## [Passage provided]
____________________
Nicole

Kelly Abrams

nicole

The air was crisp, and winter was finally settling in. The air smelled of snow, though I knew it would never come. Because my friend had been admitted to the hospital the night before, I’d slept at my mother’s side, holding her hand. As dawn crept over the night sky, sleep had finally overcome me.

“Ring­ring, ring­ring.” It must be them, I thought, waking. Nicole’s been released from the hospital and everything’s going to be okay. As I waited for the news, my heart raced, my pulse surged. My mom talked so quietly, I couldn’t hear. But I could hear her cry, and while she spoke for only minutes, it felt like an eternity.

The past five years flashed through my mind. From the first time Nicole and I met, to the many trips to Disney World we experienced together. Those years were filled with laughter. I never saw her limitations. Nicole had been born with Spina Bifida. At birth she was given little, to no ­life expectancy. But her parents never gave up on her. She was bound to a wheelchair and needed the assistance of a ventilator for every breath, but she was alive and she thrived.

Because she was on a ventilator, she could not talk, but until she lost most of the movement in her arms, she could sign. After meeting her at the age of seven, I learned sign language for her. She would constantly ask to come over to my house and “play movie pick one,” a game we invented to help choose what movie we were going to watch.

Every day was taken in stride. Her parents included her in everything­­, from going to school on a daily basis, to taking a cruise to the Bahamas. Nothing held her, or them, back.

Multiple times throughout the years, Nicole had stared death in the face. On countless occasions, even with the assistance of the ventilator, she’d stopped breathing, her heart had stopped. Each time, her parents, her doctors, her spirit, brought her back. But on that cold, December day, there was no saving Nicole.

Finally, my mom hung up the phone. The world moved in slow motion. As she tried to collect her composure and tell me the news, all I could hear was my heart pounding and my mother sobbing. I could not breathe. I knew. But still, I held onto the hope that everything was going to be okay.

Then, the quiet. The breath. And in ragged, choked words, that will forever echo through my head, my mother said, Nicole is gone. She is gone.
____________________
## [Your objective]
Summarize the piece about Nicole in three sentences.

## [Recorded information]
____________________
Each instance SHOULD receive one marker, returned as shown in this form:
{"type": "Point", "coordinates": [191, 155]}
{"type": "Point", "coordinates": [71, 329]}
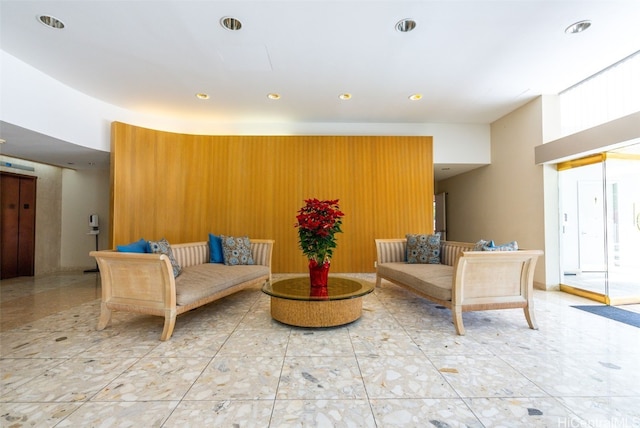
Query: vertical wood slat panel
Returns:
{"type": "Point", "coordinates": [184, 186]}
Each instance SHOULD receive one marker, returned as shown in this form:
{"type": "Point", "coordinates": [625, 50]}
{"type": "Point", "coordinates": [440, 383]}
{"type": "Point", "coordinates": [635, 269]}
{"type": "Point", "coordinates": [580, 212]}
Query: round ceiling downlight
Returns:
{"type": "Point", "coordinates": [406, 25]}
{"type": "Point", "coordinates": [578, 27]}
{"type": "Point", "coordinates": [51, 22]}
{"type": "Point", "coordinates": [230, 23]}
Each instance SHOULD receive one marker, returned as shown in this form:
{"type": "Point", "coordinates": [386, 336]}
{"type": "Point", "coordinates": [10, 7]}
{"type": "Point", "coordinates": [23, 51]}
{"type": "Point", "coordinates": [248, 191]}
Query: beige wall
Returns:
{"type": "Point", "coordinates": [84, 192]}
{"type": "Point", "coordinates": [64, 200]}
{"type": "Point", "coordinates": [503, 201]}
{"type": "Point", "coordinates": [48, 212]}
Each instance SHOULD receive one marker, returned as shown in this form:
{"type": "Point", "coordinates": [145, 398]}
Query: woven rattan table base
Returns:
{"type": "Point", "coordinates": [317, 313]}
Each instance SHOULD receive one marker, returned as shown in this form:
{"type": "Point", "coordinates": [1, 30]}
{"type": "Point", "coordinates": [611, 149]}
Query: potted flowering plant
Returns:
{"type": "Point", "coordinates": [318, 222]}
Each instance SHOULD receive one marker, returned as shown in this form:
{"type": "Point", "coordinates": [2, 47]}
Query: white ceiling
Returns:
____________________
## [Solved problem]
After a night spent holding the mother's hand while Nicole was in the hospital, the narrator wakes to a phone call and hears the mother crying. Nicole, a friend of five years, was born with Spina Bifida, used a wheelchair and a ventilator, and signed until she lost most of the movement in her arms. The narrator learned sign language for her, and her parents included her in everything. She had been brought back many times after her breathing and heart stopped, but on that December day she could not be saved, and the mother says that Nicole is gone.